** Extrait choisi **
>>>>>
Cependant, établir et pérenniser ce type de collaboration comporte son lot de défis. Un partage efficace repose sur la confiance : la confiance que les informations sensibles seront traitées de manière responsable et la confiance que les participants s'engagent à se défendre mutuellement. Les organisations du secteur de la santé doivent être disposées à signaler les incidents en toute transparence. Favoriser cette culture d'ouverture demeure l'un des plus grands défis du secteur, mais aussi l'une de ses plus importantes opportunités de renforcer le secteur face à des menaces de plus en plus sophistiquées.
Construire la résilience
Si des contrôles de cybersécurité rigoureux demeurent essentiels, la réalité est qu'il est impossible de prévenir toutes les attaques. Par conséquent, les établissements de santé doivent investir dans la résilience : la capacité à maintenir ou à rétablir rapidement les services critiques en cas d'attaque.
<<<<<
** Données sources **
>>>>>
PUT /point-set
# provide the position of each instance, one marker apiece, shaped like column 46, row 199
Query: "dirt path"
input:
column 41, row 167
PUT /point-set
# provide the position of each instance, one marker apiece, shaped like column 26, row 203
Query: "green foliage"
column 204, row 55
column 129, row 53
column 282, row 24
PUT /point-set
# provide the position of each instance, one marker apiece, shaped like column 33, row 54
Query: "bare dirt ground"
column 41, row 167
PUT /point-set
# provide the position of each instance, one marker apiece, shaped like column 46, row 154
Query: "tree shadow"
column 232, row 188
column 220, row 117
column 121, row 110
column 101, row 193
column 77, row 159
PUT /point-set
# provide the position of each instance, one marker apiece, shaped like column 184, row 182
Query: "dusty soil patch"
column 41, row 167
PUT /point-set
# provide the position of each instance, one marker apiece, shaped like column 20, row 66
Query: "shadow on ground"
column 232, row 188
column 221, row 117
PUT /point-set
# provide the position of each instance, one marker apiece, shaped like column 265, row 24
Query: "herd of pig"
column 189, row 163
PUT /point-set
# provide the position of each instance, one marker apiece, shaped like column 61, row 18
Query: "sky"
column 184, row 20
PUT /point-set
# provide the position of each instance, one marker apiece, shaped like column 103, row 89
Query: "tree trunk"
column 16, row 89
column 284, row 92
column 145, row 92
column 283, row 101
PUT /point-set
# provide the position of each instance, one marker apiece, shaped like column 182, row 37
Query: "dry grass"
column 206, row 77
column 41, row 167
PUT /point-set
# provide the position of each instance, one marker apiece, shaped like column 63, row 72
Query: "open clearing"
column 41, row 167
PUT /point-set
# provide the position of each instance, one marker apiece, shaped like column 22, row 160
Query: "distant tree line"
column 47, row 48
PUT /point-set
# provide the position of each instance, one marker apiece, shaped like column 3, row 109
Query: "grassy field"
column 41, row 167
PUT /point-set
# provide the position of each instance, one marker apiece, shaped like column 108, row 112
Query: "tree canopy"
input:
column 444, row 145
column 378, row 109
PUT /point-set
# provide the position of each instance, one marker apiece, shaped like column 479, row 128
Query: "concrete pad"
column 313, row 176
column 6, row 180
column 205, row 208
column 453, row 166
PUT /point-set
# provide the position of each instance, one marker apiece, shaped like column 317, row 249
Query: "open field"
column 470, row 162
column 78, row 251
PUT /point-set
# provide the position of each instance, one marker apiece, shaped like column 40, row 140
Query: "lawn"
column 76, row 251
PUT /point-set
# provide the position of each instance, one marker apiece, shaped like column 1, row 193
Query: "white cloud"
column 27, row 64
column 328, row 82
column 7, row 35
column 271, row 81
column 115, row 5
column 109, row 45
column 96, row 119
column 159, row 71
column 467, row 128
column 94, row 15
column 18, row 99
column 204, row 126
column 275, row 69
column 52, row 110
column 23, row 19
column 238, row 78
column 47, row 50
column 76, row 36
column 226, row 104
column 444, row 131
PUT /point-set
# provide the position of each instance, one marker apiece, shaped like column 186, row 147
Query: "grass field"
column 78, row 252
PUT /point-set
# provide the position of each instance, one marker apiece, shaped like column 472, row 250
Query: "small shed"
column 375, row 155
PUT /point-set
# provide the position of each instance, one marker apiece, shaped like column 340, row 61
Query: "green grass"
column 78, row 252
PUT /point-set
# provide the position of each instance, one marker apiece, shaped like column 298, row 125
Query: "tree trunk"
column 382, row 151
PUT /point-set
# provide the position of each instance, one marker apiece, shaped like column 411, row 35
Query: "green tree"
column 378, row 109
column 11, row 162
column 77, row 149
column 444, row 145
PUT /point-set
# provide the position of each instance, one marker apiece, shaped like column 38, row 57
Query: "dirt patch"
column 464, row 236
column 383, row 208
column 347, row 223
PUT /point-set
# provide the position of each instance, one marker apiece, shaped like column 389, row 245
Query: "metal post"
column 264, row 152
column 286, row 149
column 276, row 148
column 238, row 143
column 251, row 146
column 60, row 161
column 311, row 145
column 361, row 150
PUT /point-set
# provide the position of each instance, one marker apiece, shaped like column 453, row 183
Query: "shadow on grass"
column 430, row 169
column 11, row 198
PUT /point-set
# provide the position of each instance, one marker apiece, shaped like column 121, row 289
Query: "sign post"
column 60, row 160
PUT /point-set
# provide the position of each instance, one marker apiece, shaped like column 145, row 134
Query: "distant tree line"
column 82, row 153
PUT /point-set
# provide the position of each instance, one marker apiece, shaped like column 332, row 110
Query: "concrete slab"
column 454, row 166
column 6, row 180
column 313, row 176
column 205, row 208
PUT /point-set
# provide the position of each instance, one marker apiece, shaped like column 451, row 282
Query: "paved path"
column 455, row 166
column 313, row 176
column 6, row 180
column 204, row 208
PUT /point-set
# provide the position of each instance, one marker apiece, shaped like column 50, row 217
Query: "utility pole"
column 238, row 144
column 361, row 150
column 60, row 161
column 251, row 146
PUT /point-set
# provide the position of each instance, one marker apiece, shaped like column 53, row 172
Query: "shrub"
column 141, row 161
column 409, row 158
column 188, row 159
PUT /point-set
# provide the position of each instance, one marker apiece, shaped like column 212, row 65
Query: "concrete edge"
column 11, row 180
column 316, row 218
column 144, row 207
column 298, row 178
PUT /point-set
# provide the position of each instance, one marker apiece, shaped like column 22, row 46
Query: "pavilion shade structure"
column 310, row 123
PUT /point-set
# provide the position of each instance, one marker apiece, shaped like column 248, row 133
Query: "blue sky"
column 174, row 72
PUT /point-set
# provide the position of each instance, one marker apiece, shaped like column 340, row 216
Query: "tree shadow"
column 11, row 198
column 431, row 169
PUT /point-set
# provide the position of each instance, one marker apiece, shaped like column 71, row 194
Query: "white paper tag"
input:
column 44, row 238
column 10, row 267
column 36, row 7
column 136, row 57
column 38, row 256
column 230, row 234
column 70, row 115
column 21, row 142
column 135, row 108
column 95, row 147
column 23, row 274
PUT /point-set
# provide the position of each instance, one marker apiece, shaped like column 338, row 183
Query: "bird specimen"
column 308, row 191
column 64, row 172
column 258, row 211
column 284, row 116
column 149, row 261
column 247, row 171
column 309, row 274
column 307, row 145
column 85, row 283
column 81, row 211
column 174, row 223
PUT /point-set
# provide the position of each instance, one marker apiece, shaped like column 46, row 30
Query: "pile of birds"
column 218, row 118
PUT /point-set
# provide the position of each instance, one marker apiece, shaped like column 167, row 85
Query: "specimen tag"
<<<<<
** Consigne **
Dans l'extrait, comment est définie la résilience dans laquelle les établissements de santé doivent investir ? Ces lignes proviennent d'une autre source que l'extrait.

** Corrigé **
C'est la capacité à maintenir ou à rétablir rapidement les services critiques en cas d'attaque.